**Passage provided**
-------
Antonio Gramsci’s theory of hegemony provides the most adequate account of how dominance is sustained in advanced capitalist societies. The theory addresses the seemingly naturally occurring qualities and properties of social hierarchy because, hegemony suggests the complex process by which domination is transformed into civic cooperation (Deetz, 1995). In 1977, cultural studies expert Stuart Hall commented that the term hegemony refers “to a situation in which a provisional alliance of certain social groups can exert ‘total social authority’ over other subordinate groups, not simply by coercion or by the direct imposition of ruling ideas, but by ‘winning and shaping consent so that the power of the dominant classes appears both legitimate and natural’” (Hebdige, 1979, 15-16).


The few in control of money, legislation, and mass communication simply aspire to convince the many to conform to a “natural” normative structure that those in power promote to assure their continued position of dominance in the future. Additionally, Hebdige (1979) points out that challenge to hegemony which subcultures represent is not issued directly by them; rather it is expressed obliquely, in style. The objections are lodged, the contradictions displayed at the profoundly superficial level of appearances. The styles associated with, for example a rave culture, are misunderstood, largely because the media and non-participants wrongly associate every object that represents rave culture with drug use. It is possible that this representation is purposeful and designed to thwart the realization that, “Style in subculture contradicts the myth of consensus” (Hebdige, 1979).


 


The classic misconception surrounding youth subcultures is basically the notion that they are a culture based not on style but on the use of certain illegal drugs. In reality, drug use is not limited to youth subcultures, rather it is simply a part of modern society. Moreover, other subcultures such as skinhead, punk, rockers, new wave, rave and gangster have been associated with deviancy. This is so because of their images.


According to Brake (1974), style is made up of three main ingredients: image, which includes costume and accessories; demeanor, which includes gait, posture and practice; and argot, or the use of a distinct vocabulary. With such identifying characteristics or style in mind, Brake described the early British skinheads as:


“Aggressive working-class puritans in big industrial boots, jeans rolled up high to reveal them, hair cut to the skull, braces, and a violence and racism [that] earned for them the title “bovver boys,” “boot-boys” on the look out for “aggro” (aggravation). Stylistically they have roots in the hard moods, forming local gangs called after a local leader or an area. Ardent football fans, they were involved in violence on the terraces against rival supporters. They espoused traditional conservative values, hard work, patriotism, defense of local territory, which led to attacks on hippies, gays and minorities. They became a metaphor for racism …. “Puritans in boots,” they opposed hippy liberalism, subjectivity and disdain for work, attempting to “magically recover the traditional working-class community” (75-76).
-------
**Objective**
Continue the passage on hegemony and youth subcultures, starting right after its last sentence.
-------
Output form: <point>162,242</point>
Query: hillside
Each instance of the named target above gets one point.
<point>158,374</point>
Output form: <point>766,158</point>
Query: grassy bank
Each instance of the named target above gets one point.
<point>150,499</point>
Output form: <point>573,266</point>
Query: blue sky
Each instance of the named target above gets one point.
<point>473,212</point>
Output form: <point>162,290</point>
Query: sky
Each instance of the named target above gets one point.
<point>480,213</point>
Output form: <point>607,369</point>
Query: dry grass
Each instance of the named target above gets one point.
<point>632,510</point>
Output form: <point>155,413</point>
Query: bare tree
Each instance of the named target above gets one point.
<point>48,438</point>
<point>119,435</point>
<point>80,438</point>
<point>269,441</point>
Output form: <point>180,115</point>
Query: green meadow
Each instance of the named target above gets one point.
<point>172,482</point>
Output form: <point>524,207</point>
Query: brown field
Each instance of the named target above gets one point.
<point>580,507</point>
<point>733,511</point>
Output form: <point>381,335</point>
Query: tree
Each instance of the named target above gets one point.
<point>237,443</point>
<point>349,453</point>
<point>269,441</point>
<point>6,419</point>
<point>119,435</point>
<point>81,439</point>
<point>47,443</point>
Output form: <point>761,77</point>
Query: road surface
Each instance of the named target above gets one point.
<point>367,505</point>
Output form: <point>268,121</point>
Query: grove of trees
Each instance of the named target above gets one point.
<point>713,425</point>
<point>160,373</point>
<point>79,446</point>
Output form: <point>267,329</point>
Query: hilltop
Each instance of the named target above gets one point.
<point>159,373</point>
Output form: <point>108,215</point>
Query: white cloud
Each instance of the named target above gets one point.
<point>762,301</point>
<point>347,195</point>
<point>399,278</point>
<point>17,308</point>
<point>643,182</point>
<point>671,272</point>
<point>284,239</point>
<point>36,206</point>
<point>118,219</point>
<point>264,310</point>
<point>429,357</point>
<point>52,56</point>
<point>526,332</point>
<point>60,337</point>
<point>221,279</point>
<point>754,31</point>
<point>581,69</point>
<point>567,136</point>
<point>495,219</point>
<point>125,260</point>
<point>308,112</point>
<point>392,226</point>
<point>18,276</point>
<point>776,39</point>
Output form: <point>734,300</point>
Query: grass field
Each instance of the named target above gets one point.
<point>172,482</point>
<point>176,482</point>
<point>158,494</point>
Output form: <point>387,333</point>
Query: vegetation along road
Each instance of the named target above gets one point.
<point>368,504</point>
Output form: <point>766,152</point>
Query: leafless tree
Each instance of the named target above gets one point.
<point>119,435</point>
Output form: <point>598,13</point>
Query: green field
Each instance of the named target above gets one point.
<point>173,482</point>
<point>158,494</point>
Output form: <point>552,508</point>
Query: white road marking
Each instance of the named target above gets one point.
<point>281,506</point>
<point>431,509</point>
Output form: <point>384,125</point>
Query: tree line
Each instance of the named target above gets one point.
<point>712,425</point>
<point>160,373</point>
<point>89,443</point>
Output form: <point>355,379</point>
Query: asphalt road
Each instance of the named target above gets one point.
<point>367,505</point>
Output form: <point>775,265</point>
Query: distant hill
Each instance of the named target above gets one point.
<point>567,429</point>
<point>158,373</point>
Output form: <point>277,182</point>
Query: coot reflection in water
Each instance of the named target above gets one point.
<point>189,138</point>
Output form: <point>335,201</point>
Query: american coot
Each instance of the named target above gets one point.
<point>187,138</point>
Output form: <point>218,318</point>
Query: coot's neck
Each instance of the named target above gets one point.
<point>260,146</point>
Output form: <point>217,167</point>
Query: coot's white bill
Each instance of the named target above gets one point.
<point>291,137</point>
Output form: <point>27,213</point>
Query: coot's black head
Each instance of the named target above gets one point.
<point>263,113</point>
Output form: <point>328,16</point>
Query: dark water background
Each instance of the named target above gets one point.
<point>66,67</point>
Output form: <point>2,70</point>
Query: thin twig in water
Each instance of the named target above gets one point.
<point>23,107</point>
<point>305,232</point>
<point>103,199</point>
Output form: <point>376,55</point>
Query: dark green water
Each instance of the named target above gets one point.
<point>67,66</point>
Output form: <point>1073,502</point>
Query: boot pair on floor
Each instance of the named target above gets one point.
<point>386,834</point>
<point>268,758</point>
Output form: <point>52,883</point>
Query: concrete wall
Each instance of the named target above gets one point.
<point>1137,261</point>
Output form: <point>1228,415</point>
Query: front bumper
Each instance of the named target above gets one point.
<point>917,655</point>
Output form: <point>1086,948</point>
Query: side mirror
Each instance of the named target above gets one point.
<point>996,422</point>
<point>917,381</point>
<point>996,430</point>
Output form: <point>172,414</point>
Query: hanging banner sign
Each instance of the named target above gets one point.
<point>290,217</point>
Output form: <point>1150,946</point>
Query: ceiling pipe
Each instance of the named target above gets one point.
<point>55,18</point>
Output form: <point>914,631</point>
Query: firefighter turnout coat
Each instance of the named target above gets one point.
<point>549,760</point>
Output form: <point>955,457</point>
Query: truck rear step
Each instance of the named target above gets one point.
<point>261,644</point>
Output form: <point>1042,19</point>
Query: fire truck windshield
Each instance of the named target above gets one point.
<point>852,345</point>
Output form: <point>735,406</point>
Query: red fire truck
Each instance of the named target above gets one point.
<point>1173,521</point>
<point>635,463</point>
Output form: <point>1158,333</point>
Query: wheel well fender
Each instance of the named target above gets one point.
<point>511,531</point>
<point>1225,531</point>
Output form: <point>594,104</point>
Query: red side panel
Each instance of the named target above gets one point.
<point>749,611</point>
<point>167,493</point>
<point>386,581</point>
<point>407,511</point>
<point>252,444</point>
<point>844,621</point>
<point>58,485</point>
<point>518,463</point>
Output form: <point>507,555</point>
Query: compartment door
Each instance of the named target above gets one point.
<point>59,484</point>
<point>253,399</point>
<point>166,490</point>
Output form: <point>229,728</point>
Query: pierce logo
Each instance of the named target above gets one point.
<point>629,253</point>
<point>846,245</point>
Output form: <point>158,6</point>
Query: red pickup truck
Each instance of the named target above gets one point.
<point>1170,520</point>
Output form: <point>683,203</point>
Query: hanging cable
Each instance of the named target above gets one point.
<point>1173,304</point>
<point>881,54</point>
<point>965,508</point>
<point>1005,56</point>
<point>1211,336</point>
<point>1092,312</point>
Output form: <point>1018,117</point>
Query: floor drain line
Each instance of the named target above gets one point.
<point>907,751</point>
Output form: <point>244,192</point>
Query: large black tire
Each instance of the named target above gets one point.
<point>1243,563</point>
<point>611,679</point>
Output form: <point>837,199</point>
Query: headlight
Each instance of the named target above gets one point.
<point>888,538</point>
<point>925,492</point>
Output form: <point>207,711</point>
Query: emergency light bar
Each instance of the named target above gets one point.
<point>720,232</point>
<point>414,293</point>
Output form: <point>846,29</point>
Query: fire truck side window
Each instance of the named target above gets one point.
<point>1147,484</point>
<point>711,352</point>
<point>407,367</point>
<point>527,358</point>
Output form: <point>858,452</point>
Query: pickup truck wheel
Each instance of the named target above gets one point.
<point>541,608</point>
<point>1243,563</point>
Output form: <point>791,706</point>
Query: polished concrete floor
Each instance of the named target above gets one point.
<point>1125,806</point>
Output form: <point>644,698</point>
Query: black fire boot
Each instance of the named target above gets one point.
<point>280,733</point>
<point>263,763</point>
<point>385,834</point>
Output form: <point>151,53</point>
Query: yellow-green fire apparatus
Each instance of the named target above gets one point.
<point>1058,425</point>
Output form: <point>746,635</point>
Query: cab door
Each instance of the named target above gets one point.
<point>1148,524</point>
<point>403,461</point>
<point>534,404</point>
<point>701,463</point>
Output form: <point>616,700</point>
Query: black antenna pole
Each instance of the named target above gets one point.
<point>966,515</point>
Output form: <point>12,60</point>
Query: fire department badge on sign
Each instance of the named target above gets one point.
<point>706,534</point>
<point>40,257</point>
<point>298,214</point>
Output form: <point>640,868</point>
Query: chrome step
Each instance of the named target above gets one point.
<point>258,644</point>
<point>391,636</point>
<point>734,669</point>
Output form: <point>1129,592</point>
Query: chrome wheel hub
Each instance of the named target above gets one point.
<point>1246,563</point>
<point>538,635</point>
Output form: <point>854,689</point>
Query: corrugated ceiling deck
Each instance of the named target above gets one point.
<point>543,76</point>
-------
**Exercise output**
Style is an essential and distinguishing part of subculture. It is often a form of communication between members of a subculture with each other and with the mainstream. According to Hebdige (1979), the confusion surrounding different subculture objects and practices provides a perfect illustration that the conflict between hegemonic culture and subordinate culture can be encapsulated in a single object, so the tensions between dominant and subordinate groups can be found reflected in the surfaces of subculture- in the styles made up of mundane objects which have a double meaning. Hebdige (1979) adds that objects “warn the ‘straight’ world of a sinister presence- the presence of difference… On the other hand, for those who erect them into icons… these objects become signs of forbidden identity, sources of value” (2-3).


Members of different subcultures express themselves and communicate their membership allegiance through style. Particular aspects of style often function to give new meaning to ordinary objects or practices. Such commodities are indeed open to a double inflection: to ‘illegitimate’ as well as ‘legitimate’ uses. These objects can be magically appropriated; ‘stolen’ by subordinate groups and made to carry ‘secret’ meanings: meanings which express, a form of resistance to the order which guarantees their continued subordination (Hebdige, 1979). These new meanings are usually only available to and understood by members of the subculture, and non-members often misunderstand the new meanings. Hebdige (1979) refers to this as the subversive implications of style.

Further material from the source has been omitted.